--- Exercise description ---
From the line with "Query: raised arm" through the line with "Query: black legging", repeat the entries verbatim, both end lines included, and add nothing.

---------- Material for the task ----------

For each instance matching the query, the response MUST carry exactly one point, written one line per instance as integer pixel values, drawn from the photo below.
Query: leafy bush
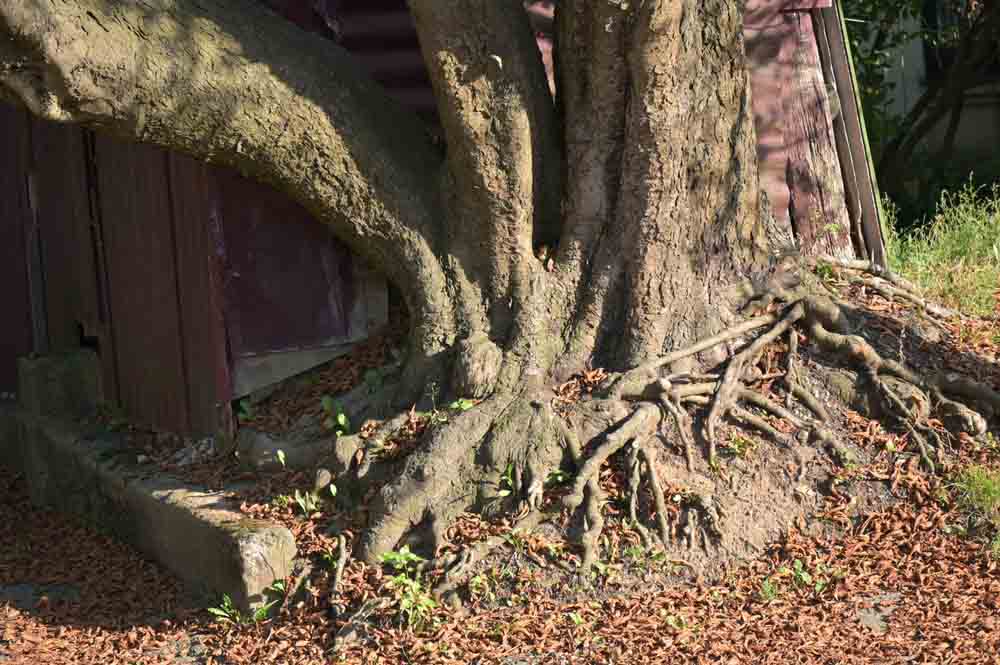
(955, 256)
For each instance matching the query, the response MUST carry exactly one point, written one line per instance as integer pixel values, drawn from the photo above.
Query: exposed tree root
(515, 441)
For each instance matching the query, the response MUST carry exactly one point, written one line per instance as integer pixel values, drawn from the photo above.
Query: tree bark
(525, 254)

----------
---------- Material for the task ----------

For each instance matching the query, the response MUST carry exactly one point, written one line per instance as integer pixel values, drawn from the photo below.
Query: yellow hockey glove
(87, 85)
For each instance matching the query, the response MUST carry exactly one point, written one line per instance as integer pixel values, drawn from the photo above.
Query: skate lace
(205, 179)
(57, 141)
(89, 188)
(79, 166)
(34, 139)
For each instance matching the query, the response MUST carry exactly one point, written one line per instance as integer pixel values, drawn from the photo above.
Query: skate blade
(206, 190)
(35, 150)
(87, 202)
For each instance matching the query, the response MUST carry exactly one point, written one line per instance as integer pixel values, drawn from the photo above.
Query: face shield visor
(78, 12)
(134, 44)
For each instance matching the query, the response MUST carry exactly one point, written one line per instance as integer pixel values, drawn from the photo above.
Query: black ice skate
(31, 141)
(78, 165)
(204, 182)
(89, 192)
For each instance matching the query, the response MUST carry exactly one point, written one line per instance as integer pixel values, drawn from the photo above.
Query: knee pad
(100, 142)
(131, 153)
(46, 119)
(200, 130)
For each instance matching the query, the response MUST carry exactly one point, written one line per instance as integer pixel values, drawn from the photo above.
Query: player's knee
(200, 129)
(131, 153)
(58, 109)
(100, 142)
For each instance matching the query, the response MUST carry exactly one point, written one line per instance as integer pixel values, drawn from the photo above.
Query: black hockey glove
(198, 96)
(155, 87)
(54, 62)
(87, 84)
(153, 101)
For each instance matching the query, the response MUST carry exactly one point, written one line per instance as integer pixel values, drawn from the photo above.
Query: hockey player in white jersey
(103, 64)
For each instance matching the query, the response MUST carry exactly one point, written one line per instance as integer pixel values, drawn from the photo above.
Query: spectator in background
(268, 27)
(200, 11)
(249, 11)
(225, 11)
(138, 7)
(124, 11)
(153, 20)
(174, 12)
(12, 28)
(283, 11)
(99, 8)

----------
---------- Material for the task ----------

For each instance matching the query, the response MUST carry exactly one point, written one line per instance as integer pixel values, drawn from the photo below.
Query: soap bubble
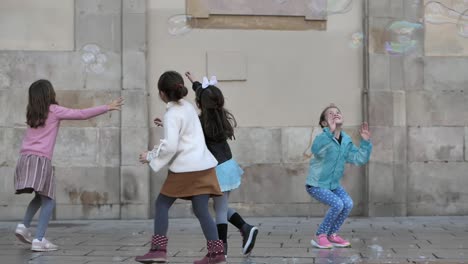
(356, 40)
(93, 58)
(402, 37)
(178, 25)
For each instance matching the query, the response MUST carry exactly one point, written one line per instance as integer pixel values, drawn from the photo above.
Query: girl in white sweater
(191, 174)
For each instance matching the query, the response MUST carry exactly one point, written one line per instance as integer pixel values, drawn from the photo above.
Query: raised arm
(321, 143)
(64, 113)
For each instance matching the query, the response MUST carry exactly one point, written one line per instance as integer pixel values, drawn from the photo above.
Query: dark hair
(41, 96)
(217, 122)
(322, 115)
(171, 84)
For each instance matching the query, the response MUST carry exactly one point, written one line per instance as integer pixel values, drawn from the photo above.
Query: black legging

----------

--- Task output ---
Query: raised arm
(321, 143)
(64, 113)
For each instance matching the query, the response MUST carry exactly one point, written one line per instance as integer pixel values, drawn from the photo above.
Query: dark hair
(41, 96)
(217, 122)
(322, 115)
(171, 84)
For each instance matching the query, the response MUST carry exactly one point, written one line per instance as integer pixel values, drawn from the photo above.
Query: black legging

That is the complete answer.